[SOURCE]
Held, original paid-in capital not reduced by $10,000 because of said gift and that the $4,500 constitutes additional paid-in capital.2. ADDITIONAL SALARIES, properly authorized during 1921 for services actually rendered during that year, and the total salaries being reasonable,
held, deductible from 1921 gross income.A. T. Holmes, Esq., for the petitioner.J. A. O'Callaghan, Esq., for the respondent.TRUSSELL*396 The deficiency in controversy in this proceeding is income and profits tax in the amount of $2,701.39 for the calendar year 1921.
Petitioner alleges that respondent erred (1) in reducing its invested capital on account of a certain stock transaction, and (2) in adding the amount of $4,000 to taxable income, which amount is alleged to have been paid out as additional salaries.
*397 FINDINGS OF FACT.
Petitioner*2871 is a Wisconsin corporation with its principal office at Reedsburgh, and it is engaged in the business of buying and selling sweet cream and the manufacture of ice cream and dairy products.
Prior to 1907 the business had been conducted for several years by Henry Sorge under the trade name of Henry Sorge & Sons. Sorge's sons owned a minority interest in the business. Petitioner was organized in 1907 with an authorized capital stock of 500 shares of the par value of $100 each. The entire business of Henry Sorge & Sons and the property used therein was paid in to petitioner for its capital stock. The tangible property paid in consisted of plants located at Elroy, Union Center, Wilton, Ontario, Cashton, Ironton, Loganville, and North Freedom, including two churning stations and 25 skimming stations. The tangible property paid in had a cash value equal to the par value of petitioner's stock issued therefor. Henry Sorge received 75 per cent of the stock issued and continued to control the business until his death, early in 1921.
During 1915 petitioner had some financial difficulties and in 1916 the bank pressed petitioner for cash. To relieve the situation, Henry Sorge, in 1916, *2872 gave petitioner 100 shares of its original capital stock without any consideration, so that petitioner might sell the stock for cash to be used in the business. The 100 shares of stock so received were sold by petitioner in 1916 to M. J. Adams for $4,500 cash, which was received by petitioner. Petitioner subsequently repurchased that stock for $12,500 in 1920. The market value of petitioner's stock in 1916 was below par value, due to the financial difficulties encountered during 1915 and 1916.

[WHAT NEEDS TO BE DONE]
For each statement, answer yes or no on whether it agrees with the tax decision above, and quote the words of the decision that settle it.
1. Petitioner was organized in 1907 with an authorized capital stock of 500 shares.
2. Petitioner sold the 100 donated shares to M. J. Adams for $12,500.
3. Henry Sorge received half of the stock issued.
The rows below play no part in this work.

Stored items:
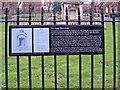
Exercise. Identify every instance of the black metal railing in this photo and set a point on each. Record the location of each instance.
(55, 57)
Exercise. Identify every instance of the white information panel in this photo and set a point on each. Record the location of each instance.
(21, 40)
(41, 40)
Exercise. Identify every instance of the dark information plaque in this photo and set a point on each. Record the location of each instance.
(77, 39)
(56, 40)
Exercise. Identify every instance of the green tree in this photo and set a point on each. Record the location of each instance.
(57, 6)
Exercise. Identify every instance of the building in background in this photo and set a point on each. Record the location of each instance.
(72, 9)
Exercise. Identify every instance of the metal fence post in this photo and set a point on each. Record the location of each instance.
(80, 86)
(18, 75)
(55, 61)
(114, 45)
(30, 84)
(42, 18)
(67, 55)
(91, 54)
(103, 68)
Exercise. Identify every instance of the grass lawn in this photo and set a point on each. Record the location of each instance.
(61, 67)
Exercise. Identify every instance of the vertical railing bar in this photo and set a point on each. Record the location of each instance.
(30, 84)
(79, 16)
(42, 18)
(42, 72)
(80, 54)
(91, 54)
(55, 62)
(18, 75)
(6, 59)
(67, 55)
(114, 45)
(103, 68)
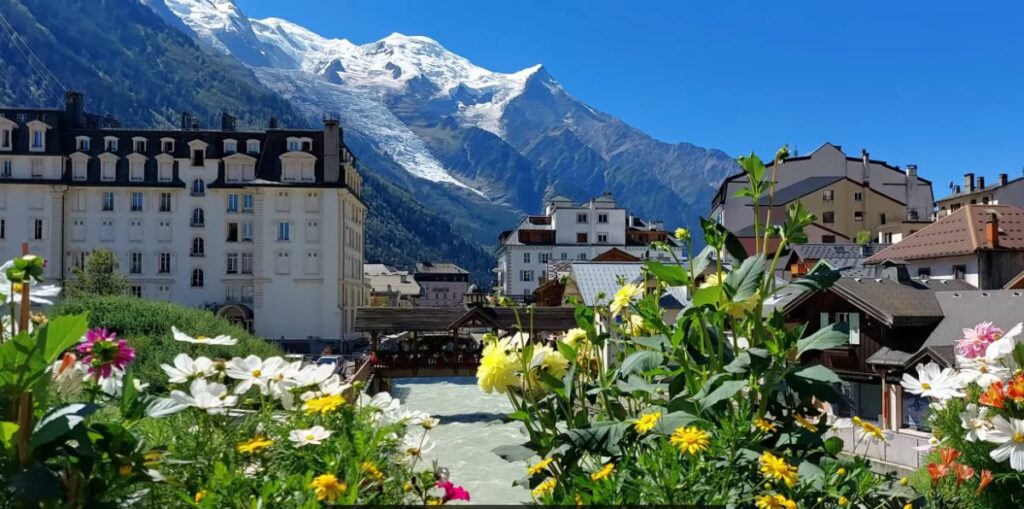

[EXERCISE RESULT]
1. Yes: "Petitioner was organized in 1907 with an authorized capital stock of 500 shares of the par value of $100 each."
2. No: "The 100 shares of stock so received were sold by petitioner in 1916 to M. J. Adams for $4,500 cash"
3. No: "Henry Sorge received 75 per cent of the stock issued"